As a half-way house, consider that "upgrade" scripts could be a good
mechanism
post-Release when changes should be less-deep/less-arduous on the system.
This might avoid Esteban's time being needed to re-Release for each upgrade,
with post-Release moving to a more community supported mechanism.
This could scale better as we gain more users interested in long term
support
of their applications on a stable-release than the moving target of the
development-edge.

cheers -ben

On 25 December 2017 at 23:11, Stephane Ducasse <[email protected]>
wrote:

> Nicolas
>
> We want to keep the live part of Pharo and incremental loading and it
> is key for us. Now we should not be naive.
> Most of the time we do not have the garantee that a change will work
> when loaded.
>
> We proposed Pablo to work since two years on a really working dynamic
> code loader and
> Pablo has really nice results. But it takes time to evaluate if/how we
> integrate its changes.
> Pablo has an atomic coder loader and an incremental and modular class
> builder.
> He also designed a modular shutdown/startup list manager (in production).
>
> We want to be able to have a **real** and robust incremental load.

----------

# GIVEN INSTRUCTION
Can you copy, word for word, the stretch of the Pharo mailing-list message from "This might avoid" through "development-edge."? The entries play no part in this.

# PROVIDED RECORDS

----------

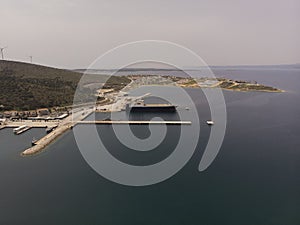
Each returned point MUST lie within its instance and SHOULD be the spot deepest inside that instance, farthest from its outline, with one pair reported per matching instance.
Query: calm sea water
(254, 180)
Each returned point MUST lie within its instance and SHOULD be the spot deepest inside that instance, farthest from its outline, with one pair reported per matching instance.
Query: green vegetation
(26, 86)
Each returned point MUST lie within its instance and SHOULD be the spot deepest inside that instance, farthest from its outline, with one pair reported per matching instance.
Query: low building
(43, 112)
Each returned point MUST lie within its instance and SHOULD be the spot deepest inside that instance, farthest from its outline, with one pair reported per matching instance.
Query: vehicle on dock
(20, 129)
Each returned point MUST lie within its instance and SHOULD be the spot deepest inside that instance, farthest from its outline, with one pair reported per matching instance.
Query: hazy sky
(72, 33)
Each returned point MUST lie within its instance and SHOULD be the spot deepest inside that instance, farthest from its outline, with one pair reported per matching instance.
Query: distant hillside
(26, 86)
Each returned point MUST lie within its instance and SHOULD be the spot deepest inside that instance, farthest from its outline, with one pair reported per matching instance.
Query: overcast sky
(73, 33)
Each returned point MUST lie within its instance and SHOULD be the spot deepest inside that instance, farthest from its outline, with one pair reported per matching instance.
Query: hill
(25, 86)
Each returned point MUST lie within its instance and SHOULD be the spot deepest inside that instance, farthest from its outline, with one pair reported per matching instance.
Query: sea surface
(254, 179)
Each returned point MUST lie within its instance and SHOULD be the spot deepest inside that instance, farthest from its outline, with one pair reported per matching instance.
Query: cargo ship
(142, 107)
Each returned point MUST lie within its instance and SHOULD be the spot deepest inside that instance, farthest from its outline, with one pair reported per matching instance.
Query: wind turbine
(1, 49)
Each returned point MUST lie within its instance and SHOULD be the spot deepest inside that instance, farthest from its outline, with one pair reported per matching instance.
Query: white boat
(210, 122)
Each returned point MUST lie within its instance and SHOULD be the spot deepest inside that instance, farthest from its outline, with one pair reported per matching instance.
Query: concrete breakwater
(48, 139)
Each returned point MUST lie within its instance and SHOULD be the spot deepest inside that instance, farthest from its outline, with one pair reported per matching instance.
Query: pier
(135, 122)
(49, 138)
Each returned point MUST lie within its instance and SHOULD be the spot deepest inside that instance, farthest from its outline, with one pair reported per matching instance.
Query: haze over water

----------

# SOLUTION FOR THIS EXERCISE
This might avoid Esteban's time being needed to re-Release for each upgrade,
with post-Release moving to a more community supported mechanism.
This could scale better as we gain more users interested in long term
support
of their applications on a stable-release than the moving target of the
development-edge.